# Artikel
****

Foto: Rynaldi |
Dinamika
gerakan mahasiswa saat ini tak luput dari gejolak era digital yang kian kuat. Semangat intelektual
yang digaungkan mahasiswa sebagai gerakan perubahan menjadi pendobrak
transformasi sosial bagi masyarakat di lingkungan mahasiswa. Sedari bangku
kuliah, mahasiswa seyogyanya mempunyai gagasan guna menyelesaikan persoalan
yang dihadapi bangsa. Akan tetapi, wajah gerakan mahasiswa sebagai gerakan
intelektual kerap disematkan mengikuti tren semata, alih-alih melakukan protes
sosial dengan berdemonstrasi.
Sudah
menjadi nomor wahid, keputusan merupakan prioritas yang diemban mahasiswa sebagai
bagian dari gerakan intelektual.
Mahasiswa berperan memproduksi gagasan-gagasan, kritik, memberikan solusi guna
menyelesaikan persoalan di masyarakat. Mahasiswa mempunyai landasan kuat melakukan aktivisme dan menyuarakan
aspirasinya. Ihwal geliat gerakan intelektual dapat dibangun melalui berjejaring,
memperkuat solidaritas agar gagasan yang dibawa mampu mengubah keadaan sosial
yang
ada di lingkungannya.

****

Catatan anotasi koordinat:
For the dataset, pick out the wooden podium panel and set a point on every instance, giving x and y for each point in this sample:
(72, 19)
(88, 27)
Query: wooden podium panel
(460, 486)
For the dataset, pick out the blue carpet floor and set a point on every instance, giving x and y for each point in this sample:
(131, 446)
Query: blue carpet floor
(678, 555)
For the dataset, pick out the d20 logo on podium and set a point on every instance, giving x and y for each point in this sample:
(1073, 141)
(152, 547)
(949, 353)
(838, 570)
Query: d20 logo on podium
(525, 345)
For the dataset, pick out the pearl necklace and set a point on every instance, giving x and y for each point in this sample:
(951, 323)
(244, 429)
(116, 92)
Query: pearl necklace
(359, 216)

****

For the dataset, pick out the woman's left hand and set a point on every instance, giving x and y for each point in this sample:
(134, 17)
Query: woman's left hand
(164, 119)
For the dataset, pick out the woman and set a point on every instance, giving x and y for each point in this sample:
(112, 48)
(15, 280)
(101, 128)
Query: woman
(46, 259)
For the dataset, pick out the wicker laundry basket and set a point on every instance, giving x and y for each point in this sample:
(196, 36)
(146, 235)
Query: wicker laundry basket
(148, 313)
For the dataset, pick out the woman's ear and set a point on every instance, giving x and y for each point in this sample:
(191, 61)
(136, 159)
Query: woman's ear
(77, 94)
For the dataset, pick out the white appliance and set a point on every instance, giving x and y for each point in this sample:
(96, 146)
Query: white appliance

****

# Tugas
1 - Tentukan apakah setiap pernyataan berikut sesuai dengan artikel tentang gerakan mahasiswa: (a) gerakan mahasiswa saat ini terlepas dari pengaruh era digital; (b) mahasiswa berperan memproduksi gagasan, kritik, dan solusi bagi persoalan di masyarakat; (c) gerakan intelektual dapat dibangun melalui berjejaring. Jawab ya atau tidak untuk masing-masing, disertai kutipan persis dari artikel yang menjadi dasar jawaban.
2 - Ketik ulang tanpa perubahan bagian artikel tentang gerakan mahasiswa, mulai dari "Mahasiswa berperan memproduksi" sampai dengan "ada di lingkungannya.".
3 - Lanjutkan artikel tentang gerakan mahasiswa mulai dari kalimat terakhirnya.

# Jawaban
1 -
(a) Tidak: "Dinamika gerakan mahasiswa saat ini tak luput dari gejolak era digital yang kian kuat."
(b) Ya: "Mahasiswa berperan memproduksi gagasan-gagasan, kritik, memberikan solusi guna menyelesaikan persoalan di masyarakat."
(c) Ya: "Ihwal geliat gerakan intelektual dapat dibangun melalui berjejaring"

2 -
Mahasiswa berperan memproduksi gagasan-gagasan, kritik, memberikan solusi guna
menyelesaikan persoalan di masyarakat. Mahasiswa mempunyai landasan kuat melakukan aktivisme dan menyuarakan
aspirasinya. Ihwal geliat gerakan intelektual dapat dibangun melalui berjejaring,
memperkuat solidaritas agar gagasan yang dibawa mampu mengubah keadaan sosial
yang
ada di lingkungannya.

3 -
Dalam
webinar bertajuk “Apa Kabar Gerakan Intelektual Mahasiswa” yang digelar LP3ES
pada Rabu (10/11) kemarin, membedah sengkarut gerakan intelektual mahasiswa menjadi
pendobrak transformasi sosial di masyarakat serta menyoroti gerakan mahasiswa
hanya mengikuti tren semata.
Renie
Andriyani menyebutkan,
ada 5 corak intelektual mahasiswa. Pertama,
intelektual
menara gading, mengartikan mahasiswa membaca buku dan berdiskusi hanya untuk
keilmuan semata. Dengan demikian, mahasiswa memposisikan diri untuk menuangkan
aktivitas berpikir menuangkan gagasan tanpa mengindahkan lingkungan sekitar. Kedua, intelektual tukang, diartikan sebagai
pekerja bagi pemilik modal dan penguasa politik tanpa mempertimbangkan empati
serta gagasan yang dihasilkan. Ketiga,
intelektual resi, terdiri dari pengajar masyarakat namun tak berusaha terlibat
memperjuangkan proses transformasi sosial. Keempat,
intelektual transformatif, berusaha melahirkan gagasan-gagasan dari proses
dialektika sosial dengan lingkungan. Kelima,
intelektual integratif, sebagai pemersatu berbagai gagasan kedalam satu
visi sebagai tujuan bersama dari gagasan intelektual yang beragam.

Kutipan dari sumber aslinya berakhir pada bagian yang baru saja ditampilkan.